***** RECORD LIST
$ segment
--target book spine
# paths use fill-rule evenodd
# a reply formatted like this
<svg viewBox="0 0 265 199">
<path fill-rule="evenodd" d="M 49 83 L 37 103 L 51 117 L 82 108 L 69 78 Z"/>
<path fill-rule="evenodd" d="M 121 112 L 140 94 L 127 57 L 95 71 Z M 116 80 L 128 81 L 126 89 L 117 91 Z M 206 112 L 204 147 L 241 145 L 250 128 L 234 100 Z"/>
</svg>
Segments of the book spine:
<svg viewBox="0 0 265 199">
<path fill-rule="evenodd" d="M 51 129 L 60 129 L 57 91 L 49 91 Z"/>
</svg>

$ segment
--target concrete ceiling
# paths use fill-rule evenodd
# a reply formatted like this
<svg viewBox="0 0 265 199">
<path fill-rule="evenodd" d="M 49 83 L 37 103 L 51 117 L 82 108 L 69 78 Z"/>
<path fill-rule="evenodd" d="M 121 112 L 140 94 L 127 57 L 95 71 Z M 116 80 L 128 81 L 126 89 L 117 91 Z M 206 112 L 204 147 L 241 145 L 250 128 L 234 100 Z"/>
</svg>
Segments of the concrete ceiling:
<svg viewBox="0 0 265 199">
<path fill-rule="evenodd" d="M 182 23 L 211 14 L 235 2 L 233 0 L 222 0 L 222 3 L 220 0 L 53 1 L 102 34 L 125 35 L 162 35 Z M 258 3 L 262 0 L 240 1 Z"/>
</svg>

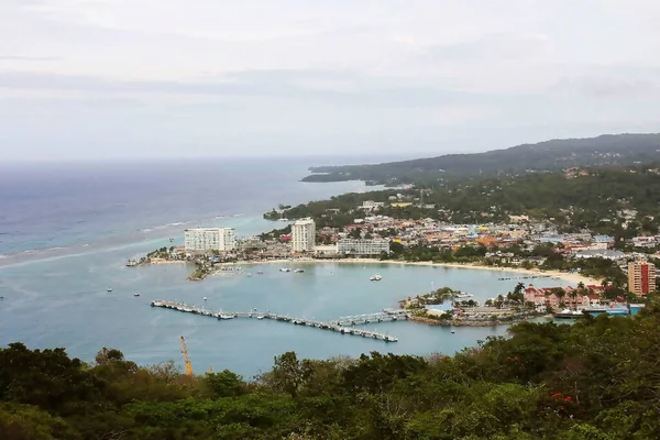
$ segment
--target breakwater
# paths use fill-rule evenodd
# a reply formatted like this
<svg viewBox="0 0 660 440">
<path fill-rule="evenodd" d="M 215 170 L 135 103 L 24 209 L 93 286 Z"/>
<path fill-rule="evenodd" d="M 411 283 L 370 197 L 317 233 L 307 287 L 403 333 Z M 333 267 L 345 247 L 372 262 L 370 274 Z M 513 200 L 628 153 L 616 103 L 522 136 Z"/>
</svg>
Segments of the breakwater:
<svg viewBox="0 0 660 440">
<path fill-rule="evenodd" d="M 396 321 L 398 319 L 408 319 L 409 314 L 403 310 L 384 309 L 377 314 L 359 315 L 351 317 L 343 317 L 337 320 L 330 321 L 317 321 L 306 318 L 297 318 L 288 315 L 274 314 L 271 311 L 257 312 L 252 311 L 222 311 L 222 310 L 209 310 L 204 307 L 197 307 L 187 305 L 185 302 L 168 301 L 163 299 L 156 299 L 151 301 L 152 307 L 160 307 L 170 310 L 177 310 L 186 314 L 200 315 L 210 318 L 217 318 L 218 320 L 229 320 L 234 318 L 254 318 L 255 320 L 270 319 L 274 321 L 288 322 L 296 326 L 314 327 L 321 330 L 336 331 L 341 334 L 352 334 L 362 338 L 372 338 L 385 342 L 397 342 L 398 339 L 391 334 L 378 333 L 376 331 L 356 329 L 353 326 L 361 323 L 371 322 L 383 322 L 383 321 Z M 351 327 L 348 327 L 351 326 Z"/>
</svg>

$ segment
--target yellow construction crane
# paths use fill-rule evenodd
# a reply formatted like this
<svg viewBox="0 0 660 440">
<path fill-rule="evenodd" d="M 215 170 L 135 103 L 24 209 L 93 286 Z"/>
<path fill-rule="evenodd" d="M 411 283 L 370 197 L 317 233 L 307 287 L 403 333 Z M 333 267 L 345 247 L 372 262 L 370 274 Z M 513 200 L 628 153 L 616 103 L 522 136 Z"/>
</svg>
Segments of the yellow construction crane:
<svg viewBox="0 0 660 440">
<path fill-rule="evenodd" d="M 186 363 L 186 375 L 193 377 L 193 364 L 190 363 L 190 356 L 188 356 L 188 348 L 186 346 L 186 339 L 184 337 L 182 337 L 182 354 Z"/>
</svg>

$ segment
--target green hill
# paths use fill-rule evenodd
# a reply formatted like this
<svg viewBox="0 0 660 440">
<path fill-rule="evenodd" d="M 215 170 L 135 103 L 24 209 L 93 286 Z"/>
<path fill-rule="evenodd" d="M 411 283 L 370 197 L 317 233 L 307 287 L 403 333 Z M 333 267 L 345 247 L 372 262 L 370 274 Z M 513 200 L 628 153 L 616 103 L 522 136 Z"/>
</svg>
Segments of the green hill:
<svg viewBox="0 0 660 440">
<path fill-rule="evenodd" d="M 593 139 L 552 140 L 506 150 L 375 165 L 312 167 L 304 182 L 366 180 L 378 184 L 419 179 L 455 179 L 529 170 L 558 170 L 573 166 L 622 166 L 660 160 L 660 134 L 618 134 Z"/>
<path fill-rule="evenodd" d="M 249 382 L 14 343 L 0 349 L 0 438 L 658 439 L 659 328 L 650 304 L 636 317 L 521 323 L 454 356 L 285 353 Z"/>
</svg>

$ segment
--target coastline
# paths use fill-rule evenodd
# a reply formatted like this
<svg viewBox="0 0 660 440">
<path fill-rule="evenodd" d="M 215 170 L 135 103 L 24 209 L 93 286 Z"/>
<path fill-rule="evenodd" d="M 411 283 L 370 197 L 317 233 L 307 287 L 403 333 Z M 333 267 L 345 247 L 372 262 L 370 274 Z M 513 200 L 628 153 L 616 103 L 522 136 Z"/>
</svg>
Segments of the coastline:
<svg viewBox="0 0 660 440">
<path fill-rule="evenodd" d="M 540 271 L 540 270 L 526 270 L 522 267 L 493 267 L 483 266 L 480 264 L 461 264 L 461 263 L 433 263 L 433 262 L 405 262 L 396 260 L 375 260 L 375 258 L 344 258 L 344 260 L 318 260 L 318 258 L 279 258 L 279 260 L 265 260 L 265 261 L 241 261 L 235 263 L 223 263 L 228 265 L 255 265 L 255 264 L 292 264 L 292 263 L 337 263 L 337 264 L 400 264 L 407 266 L 433 266 L 433 267 L 454 267 L 463 270 L 480 270 L 480 271 L 492 271 L 492 272 L 513 272 L 524 274 L 527 276 L 541 276 L 541 277 L 557 277 L 563 280 L 584 285 L 600 284 L 600 280 L 585 275 L 569 274 L 559 271 Z"/>
</svg>

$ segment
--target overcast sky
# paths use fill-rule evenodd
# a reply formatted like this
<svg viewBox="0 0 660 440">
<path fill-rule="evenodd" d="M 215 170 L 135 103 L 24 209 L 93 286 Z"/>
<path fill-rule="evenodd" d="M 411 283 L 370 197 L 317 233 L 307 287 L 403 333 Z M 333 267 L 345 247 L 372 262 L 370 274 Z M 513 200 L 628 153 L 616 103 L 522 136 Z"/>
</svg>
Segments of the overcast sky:
<svg viewBox="0 0 660 440">
<path fill-rule="evenodd" d="M 657 0 L 0 0 L 0 160 L 660 131 Z"/>
</svg>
**********
*GOAL*. Leave the pictures out and reproduce all of the records exactly.

*ANSWER TO THE EXERCISE*.
$ segment
--target book spine
# paths use fill-rule evenodd
# a reply formatted like this
<svg viewBox="0 0 265 199">
<path fill-rule="evenodd" d="M 49 83 L 37 103 L 51 117 L 82 108 L 69 78 Z"/>
<path fill-rule="evenodd" d="M 121 112 L 140 94 L 127 57 L 95 71 Z M 116 80 L 128 81 L 126 89 L 117 91 Z M 206 112 L 204 147 L 241 145 L 250 128 L 234 100 Z"/>
</svg>
Segments of the book spine:
<svg viewBox="0 0 265 199">
<path fill-rule="evenodd" d="M 51 129 L 60 129 L 57 91 L 49 91 Z"/>
</svg>

$ segment
--target concrete ceiling
# paths use fill-rule evenodd
# a reply formatted like this
<svg viewBox="0 0 265 199">
<path fill-rule="evenodd" d="M 49 83 L 37 103 L 51 117 L 82 108 L 69 78 Z"/>
<path fill-rule="evenodd" d="M 121 112 L 140 94 L 127 57 L 95 71 Z M 116 80 L 128 81 L 126 89 L 117 91 Z M 206 112 L 204 147 L 241 145 L 250 128 L 234 100 Z"/>
</svg>
Segments of the concrete ceiling:
<svg viewBox="0 0 265 199">
<path fill-rule="evenodd" d="M 182 23 L 211 14 L 235 2 L 233 0 L 222 0 L 222 3 L 220 0 L 53 1 L 102 34 L 125 35 L 162 35 Z M 258 3 L 262 0 L 240 1 Z"/>
</svg>

$ segment
--target breakwater
# paths use fill-rule evenodd
# a reply formatted like this
<svg viewBox="0 0 660 440">
<path fill-rule="evenodd" d="M 215 170 L 135 103 L 24 209 L 93 286 Z"/>
<path fill-rule="evenodd" d="M 411 283 L 370 197 L 317 233 L 307 287 L 403 333 Z M 333 267 L 345 247 L 372 262 L 370 274 Z M 513 200 L 628 153 L 616 103 L 522 136 Z"/>
</svg>
Segments of the breakwater:
<svg viewBox="0 0 660 440">
<path fill-rule="evenodd" d="M 396 321 L 398 319 L 408 319 L 409 314 L 403 310 L 384 309 L 377 314 L 359 315 L 351 317 L 343 317 L 337 320 L 330 321 L 317 321 L 306 318 L 297 318 L 288 315 L 274 314 L 271 311 L 257 312 L 252 311 L 222 311 L 222 310 L 209 310 L 204 307 L 197 307 L 187 305 L 185 302 L 168 301 L 163 299 L 156 299 L 151 301 L 152 307 L 160 307 L 170 310 L 177 310 L 186 314 L 200 315 L 210 318 L 217 318 L 218 320 L 229 320 L 234 318 L 254 318 L 255 320 L 270 319 L 274 321 L 288 322 L 296 326 L 314 327 L 321 330 L 336 331 L 341 334 L 352 334 L 362 338 L 372 338 L 385 342 L 397 342 L 398 339 L 391 334 L 378 333 L 376 331 L 356 329 L 353 326 L 361 323 L 371 322 L 383 322 L 383 321 Z M 351 327 L 348 327 L 351 326 Z"/>
</svg>

$ segment
--target yellow construction crane
# paths use fill-rule evenodd
# a reply formatted like this
<svg viewBox="0 0 660 440">
<path fill-rule="evenodd" d="M 215 170 L 135 103 L 24 209 L 93 286 Z"/>
<path fill-rule="evenodd" d="M 411 283 L 370 197 L 317 233 L 307 287 L 403 333 Z M 333 267 L 345 247 L 372 262 L 370 274 Z M 513 200 L 628 153 L 616 103 L 522 136 Z"/>
</svg>
Segments of the yellow construction crane:
<svg viewBox="0 0 660 440">
<path fill-rule="evenodd" d="M 186 363 L 186 375 L 193 377 L 193 364 L 190 363 L 190 356 L 188 356 L 188 348 L 186 346 L 186 339 L 184 337 L 182 337 L 182 354 Z"/>
</svg>

$ segment
--target green hill
# paths use fill-rule evenodd
# a reply formatted like this
<svg viewBox="0 0 660 440">
<path fill-rule="evenodd" d="M 215 170 L 135 103 L 24 209 L 93 286 Z"/>
<path fill-rule="evenodd" d="M 411 283 L 370 197 L 317 233 L 307 287 L 403 333 Z M 333 267 L 345 247 L 372 262 L 370 274 Z M 513 200 L 628 153 L 616 103 L 522 136 Z"/>
</svg>
Segments of the green hill:
<svg viewBox="0 0 660 440">
<path fill-rule="evenodd" d="M 593 139 L 552 140 L 506 150 L 375 165 L 312 167 L 304 182 L 366 180 L 378 184 L 419 179 L 455 179 L 529 170 L 558 170 L 573 166 L 622 166 L 660 160 L 660 134 L 618 134 Z"/>
<path fill-rule="evenodd" d="M 249 382 L 14 343 L 0 349 L 0 438 L 658 439 L 659 328 L 650 304 L 636 317 L 521 323 L 454 356 L 285 353 Z"/>
</svg>

$ segment
--target coastline
# paths use fill-rule evenodd
# a reply formatted like this
<svg viewBox="0 0 660 440">
<path fill-rule="evenodd" d="M 215 170 L 135 103 L 24 209 L 93 286 Z"/>
<path fill-rule="evenodd" d="M 411 283 L 370 197 L 317 233 L 307 287 L 403 333 Z M 333 267 L 345 247 L 372 262 L 370 274 Z M 513 200 L 628 153 L 616 103 L 522 136 Z"/>
</svg>
Segments of the coastline:
<svg viewBox="0 0 660 440">
<path fill-rule="evenodd" d="M 540 271 L 540 270 L 526 270 L 522 267 L 493 267 L 483 266 L 480 264 L 461 264 L 461 263 L 433 263 L 433 262 L 405 262 L 396 260 L 375 260 L 375 258 L 344 258 L 344 260 L 318 260 L 318 258 L 279 258 L 279 260 L 265 260 L 265 261 L 241 261 L 235 263 L 223 263 L 228 265 L 255 265 L 255 264 L 292 264 L 292 263 L 337 263 L 337 264 L 400 264 L 407 266 L 433 266 L 433 267 L 454 267 L 463 270 L 480 270 L 480 271 L 492 271 L 492 272 L 513 272 L 524 274 L 527 276 L 541 276 L 541 277 L 557 277 L 563 280 L 584 285 L 600 284 L 600 280 L 585 275 L 569 274 L 559 271 Z"/>
</svg>

$ segment
--target overcast sky
# paths use fill-rule evenodd
# a reply formatted like this
<svg viewBox="0 0 660 440">
<path fill-rule="evenodd" d="M 215 170 L 135 103 L 24 209 L 93 286 Z"/>
<path fill-rule="evenodd" d="M 411 283 L 370 197 L 317 233 L 307 287 L 403 333 Z M 333 267 L 345 247 L 372 262 L 370 274 Z M 513 200 L 628 153 L 616 103 L 522 136 Z"/>
</svg>
Segments of the overcast sky:
<svg viewBox="0 0 660 440">
<path fill-rule="evenodd" d="M 657 0 L 0 0 L 0 160 L 660 131 Z"/>
</svg>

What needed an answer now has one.